Shape annotation entries:
Begin

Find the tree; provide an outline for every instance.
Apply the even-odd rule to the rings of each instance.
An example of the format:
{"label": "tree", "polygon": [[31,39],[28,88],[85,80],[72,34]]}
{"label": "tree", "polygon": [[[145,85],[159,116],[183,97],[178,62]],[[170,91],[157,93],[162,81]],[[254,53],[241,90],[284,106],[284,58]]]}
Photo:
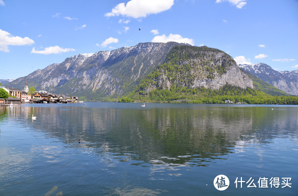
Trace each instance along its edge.
{"label": "tree", "polygon": [[32,95],[32,94],[35,93],[35,92],[36,92],[36,91],[35,90],[35,89],[31,86],[29,89],[29,91],[28,91],[28,94],[29,94],[29,95]]}
{"label": "tree", "polygon": [[8,98],[8,93],[3,88],[0,88],[0,98],[6,99]]}

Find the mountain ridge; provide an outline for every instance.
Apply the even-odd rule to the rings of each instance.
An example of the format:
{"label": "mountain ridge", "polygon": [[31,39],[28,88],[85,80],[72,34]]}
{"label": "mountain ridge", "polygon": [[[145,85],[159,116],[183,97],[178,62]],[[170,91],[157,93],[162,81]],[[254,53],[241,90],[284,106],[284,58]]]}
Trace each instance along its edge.
{"label": "mountain ridge", "polygon": [[239,64],[239,67],[287,93],[298,95],[298,69],[279,71],[264,63]]}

End

Transcribe the records above exactly as they appear, leaving out any pictures.

Find the tree; provide an outline for every instance.
Apply the even-odd rule to the rings of each instance.
An example of the format:
{"label": "tree", "polygon": [[31,39],[28,88],[85,80],[72,34]]}
{"label": "tree", "polygon": [[[145,85],[159,116],[183,97],[178,62]],[[170,91],[157,93],[162,81]],[[254,53],[241,90],[284,106],[284,58]]]}
Photo:
Trace each instance along its edge.
{"label": "tree", "polygon": [[32,95],[32,94],[35,93],[35,92],[36,92],[36,91],[35,90],[35,89],[31,86],[29,89],[29,91],[28,91],[28,94],[29,94],[29,95]]}
{"label": "tree", "polygon": [[8,98],[8,93],[3,88],[0,88],[0,98],[6,99]]}

Find the mountain ridge; provide an outline for every instance.
Apply the even-odd rule to the rings of each instance.
An example of the format:
{"label": "mountain ridge", "polygon": [[31,39],[28,88],[85,80],[72,34]]}
{"label": "mountain ridge", "polygon": [[[145,85],[159,116],[183,97],[178,62]],[[170,91],[157,93],[162,81]],[[254,53],[241,90],[284,106],[284,58]]]}
Trace each instance along its edge.
{"label": "mountain ridge", "polygon": [[239,64],[239,67],[287,93],[298,95],[298,69],[279,71],[264,63]]}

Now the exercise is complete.